⟨

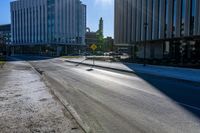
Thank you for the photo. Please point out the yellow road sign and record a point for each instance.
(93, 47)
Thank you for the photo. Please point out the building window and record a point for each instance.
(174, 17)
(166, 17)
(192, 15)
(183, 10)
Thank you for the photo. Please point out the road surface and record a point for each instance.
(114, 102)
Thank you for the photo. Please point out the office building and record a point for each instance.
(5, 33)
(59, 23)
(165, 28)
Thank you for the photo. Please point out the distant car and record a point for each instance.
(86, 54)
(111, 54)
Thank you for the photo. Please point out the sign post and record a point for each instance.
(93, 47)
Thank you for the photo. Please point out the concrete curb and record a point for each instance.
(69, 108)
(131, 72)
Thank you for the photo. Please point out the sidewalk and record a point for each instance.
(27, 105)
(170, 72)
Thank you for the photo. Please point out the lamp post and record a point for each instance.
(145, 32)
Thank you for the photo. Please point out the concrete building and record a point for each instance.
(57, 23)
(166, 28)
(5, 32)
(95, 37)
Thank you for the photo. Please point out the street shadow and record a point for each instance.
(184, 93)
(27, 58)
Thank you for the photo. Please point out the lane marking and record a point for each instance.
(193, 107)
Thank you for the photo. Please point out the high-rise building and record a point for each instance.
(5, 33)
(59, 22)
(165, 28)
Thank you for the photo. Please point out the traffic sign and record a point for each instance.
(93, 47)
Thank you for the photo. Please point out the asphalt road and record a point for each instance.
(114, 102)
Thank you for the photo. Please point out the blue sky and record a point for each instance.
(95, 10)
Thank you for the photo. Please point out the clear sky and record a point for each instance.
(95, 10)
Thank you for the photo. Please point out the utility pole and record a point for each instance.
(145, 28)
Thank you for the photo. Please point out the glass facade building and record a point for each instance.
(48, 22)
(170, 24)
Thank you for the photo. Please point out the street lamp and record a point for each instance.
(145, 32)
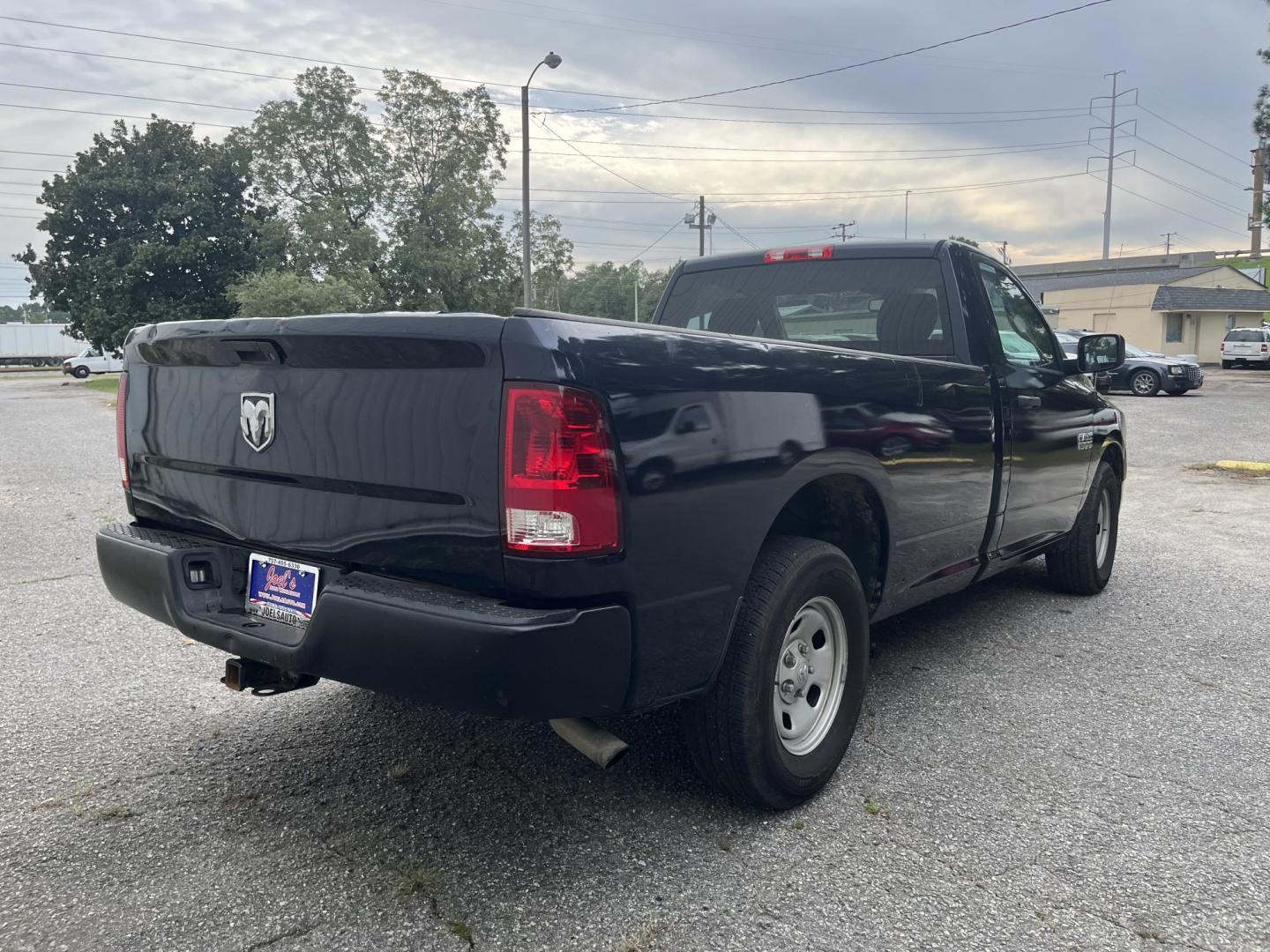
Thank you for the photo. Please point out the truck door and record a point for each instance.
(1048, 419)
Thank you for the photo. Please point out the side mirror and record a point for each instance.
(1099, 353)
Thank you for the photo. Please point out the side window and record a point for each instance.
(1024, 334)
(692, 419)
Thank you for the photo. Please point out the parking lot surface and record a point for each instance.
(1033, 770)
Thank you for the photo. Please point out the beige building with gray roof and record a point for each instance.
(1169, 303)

⟩
⟨

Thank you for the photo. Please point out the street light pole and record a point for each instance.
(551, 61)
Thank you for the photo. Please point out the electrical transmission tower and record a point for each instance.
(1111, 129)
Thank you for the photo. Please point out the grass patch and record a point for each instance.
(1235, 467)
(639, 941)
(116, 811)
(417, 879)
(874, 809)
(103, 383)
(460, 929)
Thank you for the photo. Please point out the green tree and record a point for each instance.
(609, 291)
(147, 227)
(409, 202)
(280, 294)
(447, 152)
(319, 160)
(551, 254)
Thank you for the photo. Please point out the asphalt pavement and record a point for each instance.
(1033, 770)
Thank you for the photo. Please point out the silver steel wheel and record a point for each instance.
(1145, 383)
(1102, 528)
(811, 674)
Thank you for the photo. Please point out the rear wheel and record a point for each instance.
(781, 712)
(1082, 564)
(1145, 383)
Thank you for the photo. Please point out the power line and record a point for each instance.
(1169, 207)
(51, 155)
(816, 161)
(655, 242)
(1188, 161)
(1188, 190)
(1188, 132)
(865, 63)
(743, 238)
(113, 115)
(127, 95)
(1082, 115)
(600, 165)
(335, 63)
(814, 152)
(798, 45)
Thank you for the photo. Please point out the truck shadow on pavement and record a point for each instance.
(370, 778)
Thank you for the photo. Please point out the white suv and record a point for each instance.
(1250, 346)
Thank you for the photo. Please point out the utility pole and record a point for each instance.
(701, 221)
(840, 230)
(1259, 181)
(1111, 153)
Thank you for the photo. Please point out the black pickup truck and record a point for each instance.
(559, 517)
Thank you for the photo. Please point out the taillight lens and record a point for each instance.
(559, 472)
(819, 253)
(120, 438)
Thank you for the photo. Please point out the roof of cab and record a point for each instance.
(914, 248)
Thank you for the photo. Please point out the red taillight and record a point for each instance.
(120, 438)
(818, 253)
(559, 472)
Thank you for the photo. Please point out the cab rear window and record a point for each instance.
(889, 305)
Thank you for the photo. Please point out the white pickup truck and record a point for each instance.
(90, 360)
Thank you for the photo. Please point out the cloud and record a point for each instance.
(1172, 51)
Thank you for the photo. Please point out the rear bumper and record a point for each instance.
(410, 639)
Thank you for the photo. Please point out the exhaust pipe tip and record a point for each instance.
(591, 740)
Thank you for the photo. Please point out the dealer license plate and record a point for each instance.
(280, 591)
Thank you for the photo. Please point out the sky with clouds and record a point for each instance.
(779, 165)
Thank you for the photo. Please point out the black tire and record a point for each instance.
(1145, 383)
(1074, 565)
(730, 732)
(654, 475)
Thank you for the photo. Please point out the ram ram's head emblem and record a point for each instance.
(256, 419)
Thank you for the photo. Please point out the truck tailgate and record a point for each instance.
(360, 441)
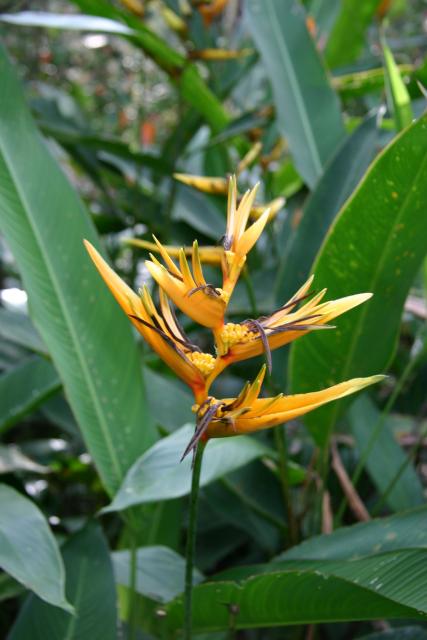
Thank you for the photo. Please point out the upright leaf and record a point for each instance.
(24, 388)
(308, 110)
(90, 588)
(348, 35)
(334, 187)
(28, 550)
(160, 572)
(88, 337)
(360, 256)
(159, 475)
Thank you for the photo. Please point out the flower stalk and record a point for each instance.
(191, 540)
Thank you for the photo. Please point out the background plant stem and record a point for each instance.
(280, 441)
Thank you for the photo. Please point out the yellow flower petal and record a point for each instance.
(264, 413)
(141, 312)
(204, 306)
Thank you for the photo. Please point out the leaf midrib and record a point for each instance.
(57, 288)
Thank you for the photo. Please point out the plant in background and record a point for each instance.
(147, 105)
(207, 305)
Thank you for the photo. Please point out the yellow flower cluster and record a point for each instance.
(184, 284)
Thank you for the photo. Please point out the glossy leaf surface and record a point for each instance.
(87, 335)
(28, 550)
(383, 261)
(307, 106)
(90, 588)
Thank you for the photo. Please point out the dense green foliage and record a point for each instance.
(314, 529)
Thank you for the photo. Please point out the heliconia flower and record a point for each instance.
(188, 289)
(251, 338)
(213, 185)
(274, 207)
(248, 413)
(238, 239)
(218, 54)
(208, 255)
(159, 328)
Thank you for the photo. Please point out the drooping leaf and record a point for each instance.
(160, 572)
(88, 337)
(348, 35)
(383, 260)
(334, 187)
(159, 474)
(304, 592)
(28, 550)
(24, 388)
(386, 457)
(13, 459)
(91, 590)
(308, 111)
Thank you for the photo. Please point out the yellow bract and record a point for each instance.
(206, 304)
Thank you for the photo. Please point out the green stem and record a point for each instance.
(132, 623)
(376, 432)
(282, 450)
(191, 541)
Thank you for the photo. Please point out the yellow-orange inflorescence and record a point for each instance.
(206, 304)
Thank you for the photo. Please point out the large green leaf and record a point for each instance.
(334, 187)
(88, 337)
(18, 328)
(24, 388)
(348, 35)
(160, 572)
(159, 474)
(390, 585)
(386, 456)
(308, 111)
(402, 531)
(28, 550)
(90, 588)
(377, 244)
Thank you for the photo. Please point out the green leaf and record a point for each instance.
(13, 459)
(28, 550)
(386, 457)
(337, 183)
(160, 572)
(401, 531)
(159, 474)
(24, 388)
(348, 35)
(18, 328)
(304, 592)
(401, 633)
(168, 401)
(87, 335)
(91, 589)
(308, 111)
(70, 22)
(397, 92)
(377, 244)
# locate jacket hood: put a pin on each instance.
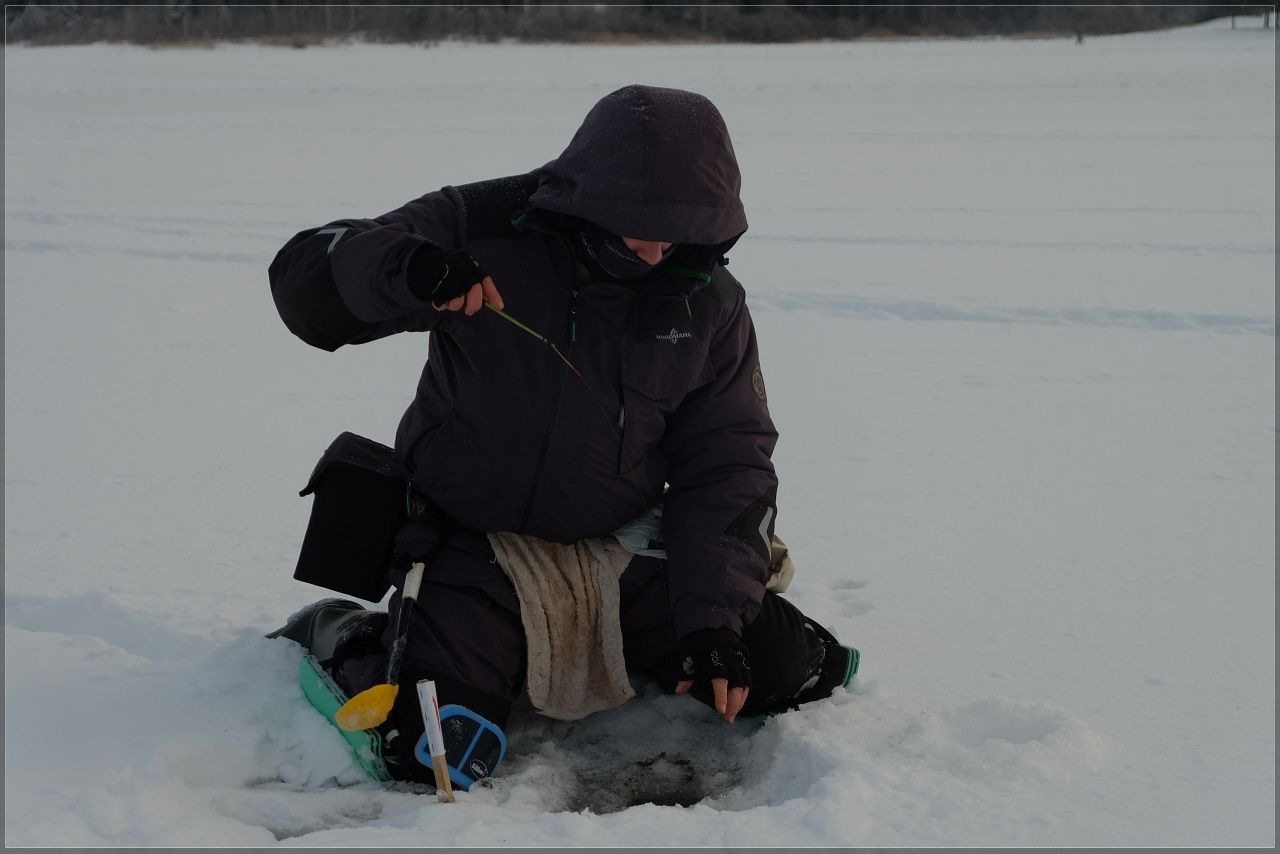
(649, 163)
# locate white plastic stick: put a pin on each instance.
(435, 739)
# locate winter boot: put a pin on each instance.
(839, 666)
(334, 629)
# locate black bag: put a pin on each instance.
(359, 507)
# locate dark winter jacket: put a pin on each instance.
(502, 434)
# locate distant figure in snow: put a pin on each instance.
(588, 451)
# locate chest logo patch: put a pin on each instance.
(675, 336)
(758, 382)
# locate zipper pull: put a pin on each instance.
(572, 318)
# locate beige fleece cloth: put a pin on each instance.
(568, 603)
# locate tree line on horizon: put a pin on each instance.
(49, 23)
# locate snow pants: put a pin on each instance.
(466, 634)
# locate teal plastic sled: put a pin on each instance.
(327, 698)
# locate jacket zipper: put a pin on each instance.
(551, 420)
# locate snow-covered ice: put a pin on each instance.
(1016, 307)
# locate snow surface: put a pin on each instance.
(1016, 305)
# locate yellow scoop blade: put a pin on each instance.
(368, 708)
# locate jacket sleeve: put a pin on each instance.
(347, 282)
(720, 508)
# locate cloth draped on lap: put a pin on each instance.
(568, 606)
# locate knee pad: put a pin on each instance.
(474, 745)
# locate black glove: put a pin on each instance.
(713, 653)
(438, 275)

⟩
⟨

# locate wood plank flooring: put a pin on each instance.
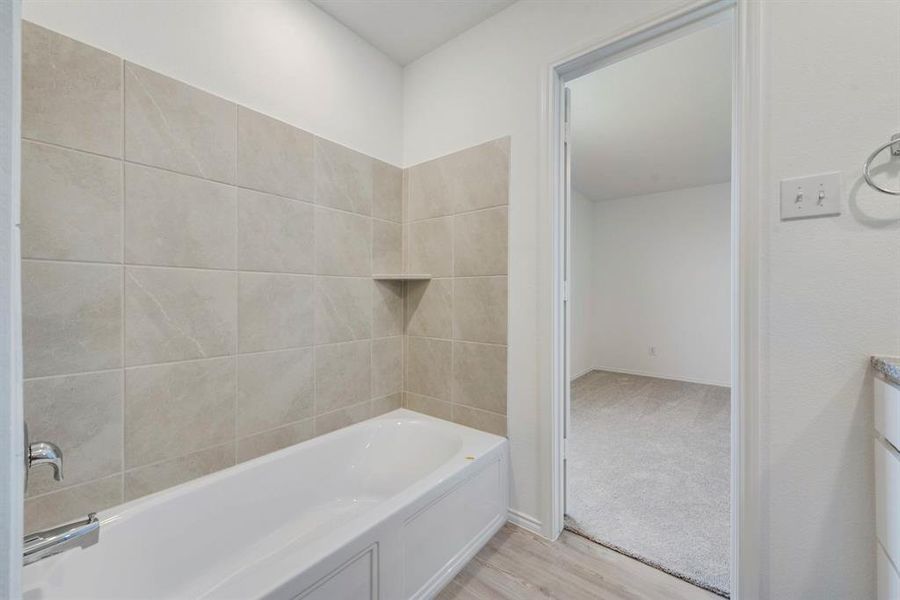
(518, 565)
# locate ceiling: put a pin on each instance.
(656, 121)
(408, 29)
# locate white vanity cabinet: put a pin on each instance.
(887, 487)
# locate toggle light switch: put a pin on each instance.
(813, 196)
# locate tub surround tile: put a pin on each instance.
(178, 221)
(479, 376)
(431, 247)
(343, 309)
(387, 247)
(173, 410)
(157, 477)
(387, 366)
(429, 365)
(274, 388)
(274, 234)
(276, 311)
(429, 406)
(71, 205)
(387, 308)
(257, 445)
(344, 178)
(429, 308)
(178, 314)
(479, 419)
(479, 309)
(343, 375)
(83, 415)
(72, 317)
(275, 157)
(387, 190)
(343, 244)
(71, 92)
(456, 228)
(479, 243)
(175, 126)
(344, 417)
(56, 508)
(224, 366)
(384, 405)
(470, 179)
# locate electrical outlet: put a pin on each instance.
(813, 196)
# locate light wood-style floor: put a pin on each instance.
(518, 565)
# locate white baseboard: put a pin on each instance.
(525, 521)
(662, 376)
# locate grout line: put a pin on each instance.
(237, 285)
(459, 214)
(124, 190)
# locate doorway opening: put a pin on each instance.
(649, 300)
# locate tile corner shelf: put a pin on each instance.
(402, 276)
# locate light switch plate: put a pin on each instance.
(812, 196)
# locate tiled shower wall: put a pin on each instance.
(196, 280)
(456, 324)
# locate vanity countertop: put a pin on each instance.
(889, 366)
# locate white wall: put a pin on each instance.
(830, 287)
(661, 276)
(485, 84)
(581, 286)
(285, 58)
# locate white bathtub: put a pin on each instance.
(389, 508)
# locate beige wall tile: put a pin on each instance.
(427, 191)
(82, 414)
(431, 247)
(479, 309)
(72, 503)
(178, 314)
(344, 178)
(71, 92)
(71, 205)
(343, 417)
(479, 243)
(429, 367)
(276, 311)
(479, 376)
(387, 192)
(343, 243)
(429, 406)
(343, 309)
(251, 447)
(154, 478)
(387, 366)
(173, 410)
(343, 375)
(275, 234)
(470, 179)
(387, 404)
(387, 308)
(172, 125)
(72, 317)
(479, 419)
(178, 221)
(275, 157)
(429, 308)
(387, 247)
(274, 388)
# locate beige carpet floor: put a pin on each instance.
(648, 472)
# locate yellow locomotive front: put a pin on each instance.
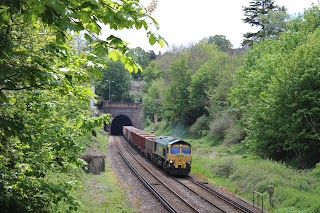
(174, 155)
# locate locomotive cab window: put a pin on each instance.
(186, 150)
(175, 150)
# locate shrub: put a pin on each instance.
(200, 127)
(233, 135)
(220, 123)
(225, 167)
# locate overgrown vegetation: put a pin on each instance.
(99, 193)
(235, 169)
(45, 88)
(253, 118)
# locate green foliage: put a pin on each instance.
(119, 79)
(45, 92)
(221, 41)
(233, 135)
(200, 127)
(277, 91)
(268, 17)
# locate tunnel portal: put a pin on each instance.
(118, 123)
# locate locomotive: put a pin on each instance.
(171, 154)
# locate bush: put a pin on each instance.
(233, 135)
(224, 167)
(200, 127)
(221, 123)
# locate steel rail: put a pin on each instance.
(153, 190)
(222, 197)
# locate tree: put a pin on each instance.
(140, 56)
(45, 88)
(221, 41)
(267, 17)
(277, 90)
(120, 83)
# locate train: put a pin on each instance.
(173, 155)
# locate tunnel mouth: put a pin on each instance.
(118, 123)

⟩

§ Instruction: Collect each line of the material above that contains the string "winter", treating uppercase and lowercase as different.

§ Exercise answer:
# locate winter boot: put a pin on each instance.
# locate dark winter jacket: put a pin on each instance.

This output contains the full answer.